Excerto do documento ::
Na borda destas magras e esqueléticas questões está a afirmação, ela de
si tão alusiva, de Deleuze e Guattari, "A filosofia como gigantesca
alusão" (74). Também a ironia é um jogo de alusões que se exprime por meio
de relações de problemas e conceitos e que são só formas alusivas a algo que
permanece profundamente indirecto.
Na outra margem da questão, acena com um pequeno lenço branco o
problema do tempo, ao qual Deleuze e Guattari atribuem uma presença
incontornável na abordagem da virtualidade conceptual e da relação inteligível
que ela marca (75). De algum modo, também o tempo é contínua alusão, enquanto
sugestão metaforizante ou ironizante, conforme o ponto de vista, que prospectiva uma possibilidade de
inteligibilidade. Se, na concepção clássica e epistémica da filosofia, ela
aparecia como uma reflexão posteriorizada de uma Erlebnis, forma entardecida de tempo, e abrigue-se aqui a célebre
coruja de Minerva, emblema da filosofia de Hegel; e se todo o pensamento
filosófico era algo sempre tardio, desdobramento e duplo de um original
inatingível, já na concepção retórica da filosofia, esta tem que ser encarada
como o que antecede, antecipa e previbiliza, o que lhe garante automaticamente
um carácter de jogo e de risco que a perspectiva reflexionista/reflexiva
escamoteava, na segurança de quem fala como espectador, mais ou menos atento ao
naufrágio. (76)
Retoricamente, toda a filosofia se enquadra numa ética do risco e do
contingente, ou seja, é sempre uma proposta problemática de inteligibilidade,
cuja aceitação é apelativa a uma relação de sujeitos, na pluralidade manifesta
e transitiva de pressupostos, sempre instáveis. Não é de admirar então que todo
o esforço oratório e retórico da filosofia seja um lance inevitável de um jogo
cruzado de possibilidades, que só tem sentido no prospectivismo do auditório a que se dirige, não no sentido de um
teleologismo determinista, mas numa polarização de possibilidades e de relações
inteligíveis. Por isso, a ironia é uma
inteligibilidade arriscada e o maior risco de todo o pensamento e,
consequentemente, o mais contingente.
Se a desconceptualização constitui o primeiro aspecto estruturante do
raciocínio irónico, capaz de propiciar uma rarefacção do pensamento, levando-o
à sua regeneração, não é, no entanto, o único, pois há um outro trabalho de
base operado pela ironia, que poderia ser designado por contradução.(77)

Linhas apresentadas ::
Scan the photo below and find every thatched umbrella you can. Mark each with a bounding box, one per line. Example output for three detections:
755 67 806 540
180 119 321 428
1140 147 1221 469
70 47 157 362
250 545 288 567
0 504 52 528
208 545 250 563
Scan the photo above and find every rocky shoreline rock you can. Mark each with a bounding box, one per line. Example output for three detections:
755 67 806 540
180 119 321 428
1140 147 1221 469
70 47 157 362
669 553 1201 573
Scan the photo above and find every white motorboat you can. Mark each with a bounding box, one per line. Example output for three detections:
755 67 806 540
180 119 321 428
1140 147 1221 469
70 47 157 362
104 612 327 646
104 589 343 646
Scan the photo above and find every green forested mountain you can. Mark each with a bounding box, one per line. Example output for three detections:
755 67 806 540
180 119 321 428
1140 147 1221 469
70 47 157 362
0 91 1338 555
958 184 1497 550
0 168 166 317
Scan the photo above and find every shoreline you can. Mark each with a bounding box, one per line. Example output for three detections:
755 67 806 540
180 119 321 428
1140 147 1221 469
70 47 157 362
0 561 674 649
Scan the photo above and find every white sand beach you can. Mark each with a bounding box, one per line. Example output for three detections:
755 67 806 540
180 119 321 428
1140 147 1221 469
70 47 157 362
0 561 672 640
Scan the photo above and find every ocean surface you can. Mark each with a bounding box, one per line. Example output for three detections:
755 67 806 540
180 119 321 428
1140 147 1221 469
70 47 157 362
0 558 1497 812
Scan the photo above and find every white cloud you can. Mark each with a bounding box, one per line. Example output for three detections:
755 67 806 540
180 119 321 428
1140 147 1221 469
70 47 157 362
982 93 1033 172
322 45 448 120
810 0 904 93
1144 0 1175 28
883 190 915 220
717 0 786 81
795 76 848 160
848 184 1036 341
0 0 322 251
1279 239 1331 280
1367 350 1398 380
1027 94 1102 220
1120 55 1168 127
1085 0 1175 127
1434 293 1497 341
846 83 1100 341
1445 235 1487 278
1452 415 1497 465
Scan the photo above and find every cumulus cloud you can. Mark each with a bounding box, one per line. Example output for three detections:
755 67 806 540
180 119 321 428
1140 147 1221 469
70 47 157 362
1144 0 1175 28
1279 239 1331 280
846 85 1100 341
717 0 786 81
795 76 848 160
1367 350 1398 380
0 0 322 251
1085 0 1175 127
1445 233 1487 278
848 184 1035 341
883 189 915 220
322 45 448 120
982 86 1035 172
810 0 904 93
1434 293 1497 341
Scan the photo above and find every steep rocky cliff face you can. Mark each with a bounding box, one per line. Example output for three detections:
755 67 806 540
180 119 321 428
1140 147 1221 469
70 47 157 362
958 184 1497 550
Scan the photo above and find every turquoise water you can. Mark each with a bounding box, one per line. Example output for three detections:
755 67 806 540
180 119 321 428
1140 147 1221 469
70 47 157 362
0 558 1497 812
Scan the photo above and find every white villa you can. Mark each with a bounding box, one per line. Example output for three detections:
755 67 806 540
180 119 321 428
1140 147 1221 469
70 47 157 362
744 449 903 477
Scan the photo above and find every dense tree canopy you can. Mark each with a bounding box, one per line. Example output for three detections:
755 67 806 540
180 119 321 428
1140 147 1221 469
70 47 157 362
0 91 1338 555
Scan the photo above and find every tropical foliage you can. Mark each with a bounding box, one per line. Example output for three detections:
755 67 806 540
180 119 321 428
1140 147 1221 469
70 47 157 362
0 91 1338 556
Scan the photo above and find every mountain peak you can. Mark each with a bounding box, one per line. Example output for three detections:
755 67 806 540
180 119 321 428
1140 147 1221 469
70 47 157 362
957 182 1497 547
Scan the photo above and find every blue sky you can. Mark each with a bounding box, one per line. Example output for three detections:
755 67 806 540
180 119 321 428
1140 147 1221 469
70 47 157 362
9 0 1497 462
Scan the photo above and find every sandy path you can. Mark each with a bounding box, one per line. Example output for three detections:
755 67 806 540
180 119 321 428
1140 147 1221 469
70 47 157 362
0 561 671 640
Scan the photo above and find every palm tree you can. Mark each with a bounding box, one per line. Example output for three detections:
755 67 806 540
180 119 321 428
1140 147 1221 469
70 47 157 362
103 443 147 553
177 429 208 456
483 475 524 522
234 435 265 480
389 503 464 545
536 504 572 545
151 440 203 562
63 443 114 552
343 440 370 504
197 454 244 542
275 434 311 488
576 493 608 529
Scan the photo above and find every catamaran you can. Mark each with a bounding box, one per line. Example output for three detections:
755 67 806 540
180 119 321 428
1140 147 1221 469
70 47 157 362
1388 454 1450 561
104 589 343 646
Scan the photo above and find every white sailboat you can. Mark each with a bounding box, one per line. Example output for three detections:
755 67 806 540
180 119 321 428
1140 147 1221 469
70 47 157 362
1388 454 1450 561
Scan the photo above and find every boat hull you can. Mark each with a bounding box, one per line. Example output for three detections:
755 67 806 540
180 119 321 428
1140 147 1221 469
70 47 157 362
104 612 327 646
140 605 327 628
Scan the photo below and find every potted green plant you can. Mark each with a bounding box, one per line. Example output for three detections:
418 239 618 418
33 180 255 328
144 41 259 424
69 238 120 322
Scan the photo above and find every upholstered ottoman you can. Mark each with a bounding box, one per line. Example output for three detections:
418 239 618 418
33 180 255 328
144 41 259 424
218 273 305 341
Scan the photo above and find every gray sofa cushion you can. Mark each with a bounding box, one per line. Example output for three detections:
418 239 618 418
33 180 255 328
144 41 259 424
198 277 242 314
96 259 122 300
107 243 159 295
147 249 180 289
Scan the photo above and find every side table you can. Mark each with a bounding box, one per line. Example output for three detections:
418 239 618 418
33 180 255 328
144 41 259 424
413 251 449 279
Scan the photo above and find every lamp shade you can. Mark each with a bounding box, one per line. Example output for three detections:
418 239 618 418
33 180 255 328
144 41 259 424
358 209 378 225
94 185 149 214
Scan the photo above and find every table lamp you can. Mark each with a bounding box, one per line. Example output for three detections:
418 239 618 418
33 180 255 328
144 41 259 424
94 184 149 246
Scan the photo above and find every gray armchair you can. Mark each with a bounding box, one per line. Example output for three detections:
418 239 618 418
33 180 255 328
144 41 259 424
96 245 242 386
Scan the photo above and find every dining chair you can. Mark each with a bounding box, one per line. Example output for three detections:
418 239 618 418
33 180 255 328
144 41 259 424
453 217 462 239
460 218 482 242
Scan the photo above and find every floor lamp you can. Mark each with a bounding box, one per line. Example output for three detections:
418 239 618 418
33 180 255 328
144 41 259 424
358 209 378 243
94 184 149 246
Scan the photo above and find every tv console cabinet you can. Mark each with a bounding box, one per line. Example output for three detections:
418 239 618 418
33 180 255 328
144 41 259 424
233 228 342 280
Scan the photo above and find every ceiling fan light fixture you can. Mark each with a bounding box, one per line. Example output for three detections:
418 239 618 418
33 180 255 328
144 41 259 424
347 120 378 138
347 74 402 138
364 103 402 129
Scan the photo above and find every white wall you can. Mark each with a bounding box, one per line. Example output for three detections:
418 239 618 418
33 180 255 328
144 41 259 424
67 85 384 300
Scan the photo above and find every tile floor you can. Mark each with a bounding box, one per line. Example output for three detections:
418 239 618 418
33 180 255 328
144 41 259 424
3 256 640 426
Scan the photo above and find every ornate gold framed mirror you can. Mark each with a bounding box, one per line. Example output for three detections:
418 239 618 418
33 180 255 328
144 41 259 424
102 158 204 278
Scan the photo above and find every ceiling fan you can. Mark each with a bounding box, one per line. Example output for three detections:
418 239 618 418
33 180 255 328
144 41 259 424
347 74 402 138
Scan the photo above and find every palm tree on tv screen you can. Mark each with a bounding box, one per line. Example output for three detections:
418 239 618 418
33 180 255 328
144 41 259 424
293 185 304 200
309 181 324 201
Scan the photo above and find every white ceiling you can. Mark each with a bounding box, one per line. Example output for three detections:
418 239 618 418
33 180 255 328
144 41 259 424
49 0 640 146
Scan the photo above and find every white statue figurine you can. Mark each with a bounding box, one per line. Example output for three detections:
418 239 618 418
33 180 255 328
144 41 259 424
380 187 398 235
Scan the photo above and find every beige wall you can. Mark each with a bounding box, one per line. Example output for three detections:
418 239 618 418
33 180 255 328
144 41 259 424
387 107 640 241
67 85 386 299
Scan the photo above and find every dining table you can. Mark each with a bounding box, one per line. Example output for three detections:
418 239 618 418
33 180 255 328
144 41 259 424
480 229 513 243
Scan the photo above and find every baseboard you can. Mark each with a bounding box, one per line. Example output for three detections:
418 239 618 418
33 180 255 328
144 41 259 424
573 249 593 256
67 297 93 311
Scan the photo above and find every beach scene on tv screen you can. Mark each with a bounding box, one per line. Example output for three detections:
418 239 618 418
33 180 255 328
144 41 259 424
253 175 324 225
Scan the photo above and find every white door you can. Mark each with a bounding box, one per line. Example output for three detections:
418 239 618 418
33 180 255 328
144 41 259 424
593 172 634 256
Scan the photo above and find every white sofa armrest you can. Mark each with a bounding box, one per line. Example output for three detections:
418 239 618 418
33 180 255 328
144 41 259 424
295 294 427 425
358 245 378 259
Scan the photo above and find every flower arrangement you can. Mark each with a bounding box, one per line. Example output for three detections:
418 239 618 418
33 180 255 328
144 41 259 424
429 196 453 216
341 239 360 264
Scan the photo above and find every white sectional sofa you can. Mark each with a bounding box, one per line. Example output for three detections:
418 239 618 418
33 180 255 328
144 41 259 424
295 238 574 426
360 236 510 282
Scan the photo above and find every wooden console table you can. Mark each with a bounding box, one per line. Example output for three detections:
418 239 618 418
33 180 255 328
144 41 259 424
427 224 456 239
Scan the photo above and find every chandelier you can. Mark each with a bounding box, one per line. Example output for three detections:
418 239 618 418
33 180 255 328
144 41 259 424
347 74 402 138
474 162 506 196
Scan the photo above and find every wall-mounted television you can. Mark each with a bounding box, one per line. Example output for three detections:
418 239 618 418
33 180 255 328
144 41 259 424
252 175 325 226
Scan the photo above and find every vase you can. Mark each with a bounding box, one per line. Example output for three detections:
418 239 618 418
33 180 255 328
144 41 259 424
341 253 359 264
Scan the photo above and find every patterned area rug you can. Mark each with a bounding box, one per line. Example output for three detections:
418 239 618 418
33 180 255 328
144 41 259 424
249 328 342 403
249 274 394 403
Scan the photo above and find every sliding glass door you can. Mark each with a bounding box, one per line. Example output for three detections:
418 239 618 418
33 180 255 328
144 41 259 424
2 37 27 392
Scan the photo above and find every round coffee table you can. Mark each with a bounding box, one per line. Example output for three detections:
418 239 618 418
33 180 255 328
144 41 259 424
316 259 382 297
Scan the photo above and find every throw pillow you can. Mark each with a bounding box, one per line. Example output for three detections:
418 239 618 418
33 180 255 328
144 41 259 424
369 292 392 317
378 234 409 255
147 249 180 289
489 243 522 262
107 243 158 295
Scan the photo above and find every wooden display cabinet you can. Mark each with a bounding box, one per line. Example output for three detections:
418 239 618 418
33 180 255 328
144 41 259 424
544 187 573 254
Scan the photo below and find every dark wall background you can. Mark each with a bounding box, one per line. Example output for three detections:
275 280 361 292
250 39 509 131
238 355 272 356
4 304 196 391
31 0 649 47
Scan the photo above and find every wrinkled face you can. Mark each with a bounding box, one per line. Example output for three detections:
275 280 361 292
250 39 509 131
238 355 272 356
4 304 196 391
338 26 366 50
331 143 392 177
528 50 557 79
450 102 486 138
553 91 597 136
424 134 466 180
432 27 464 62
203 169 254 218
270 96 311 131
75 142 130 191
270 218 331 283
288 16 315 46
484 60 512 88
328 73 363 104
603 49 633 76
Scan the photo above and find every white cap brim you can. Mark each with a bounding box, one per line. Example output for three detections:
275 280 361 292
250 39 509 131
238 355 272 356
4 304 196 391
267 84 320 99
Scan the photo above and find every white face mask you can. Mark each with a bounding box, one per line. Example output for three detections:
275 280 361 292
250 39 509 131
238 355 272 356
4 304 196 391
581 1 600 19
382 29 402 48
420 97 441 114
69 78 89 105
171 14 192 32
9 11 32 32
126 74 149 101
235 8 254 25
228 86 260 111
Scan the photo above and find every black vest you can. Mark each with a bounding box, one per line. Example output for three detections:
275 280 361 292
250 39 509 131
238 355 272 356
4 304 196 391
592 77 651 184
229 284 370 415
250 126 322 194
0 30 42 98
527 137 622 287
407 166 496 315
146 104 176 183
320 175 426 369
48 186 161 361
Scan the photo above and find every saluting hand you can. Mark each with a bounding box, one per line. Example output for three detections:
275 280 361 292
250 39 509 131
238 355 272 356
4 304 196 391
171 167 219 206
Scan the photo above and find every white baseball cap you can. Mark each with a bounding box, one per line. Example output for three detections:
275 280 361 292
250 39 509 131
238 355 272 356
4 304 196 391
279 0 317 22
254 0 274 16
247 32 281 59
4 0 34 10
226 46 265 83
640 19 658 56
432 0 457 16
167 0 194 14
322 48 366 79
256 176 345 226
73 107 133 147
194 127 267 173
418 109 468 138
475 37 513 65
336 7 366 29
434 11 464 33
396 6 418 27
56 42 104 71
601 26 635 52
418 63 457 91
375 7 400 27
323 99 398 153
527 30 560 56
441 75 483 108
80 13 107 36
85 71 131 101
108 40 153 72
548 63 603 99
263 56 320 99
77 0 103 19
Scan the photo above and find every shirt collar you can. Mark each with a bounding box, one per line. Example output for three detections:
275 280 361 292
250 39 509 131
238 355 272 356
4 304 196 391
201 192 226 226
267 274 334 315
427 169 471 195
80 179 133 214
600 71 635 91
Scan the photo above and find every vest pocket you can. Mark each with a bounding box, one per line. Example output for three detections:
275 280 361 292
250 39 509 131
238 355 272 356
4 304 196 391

Instruções ::
A - No excerto sobre a ironia e a retórica na filosofia, que emblema da filosofia de Hegel é referido?
B - Prossiga o excerto sobre a ironia e a retórica na filosofia a partir do ponto em que termina.

Respostas ::
A - A coruja de Minerva.

B -
Para entender esta proposta é necessário recorrer à nova concepção de
inferência problematológica, tal como a defende Michel Meyer (78) e, por outro
lado, equacionar o problema que reside na interconceptualidade
existente entre dedução, indução e abdução, referindo-se nesta o olhar
privilegiado que sobre ela lançou Peirce, para tentar a partir dessa
interconceptualidade esculpir o que se pretende pensar por contradução, como
conceito, ainda que eriçado de problemas e de dúvidas, apto a responder à
inferência realizada pela ironia.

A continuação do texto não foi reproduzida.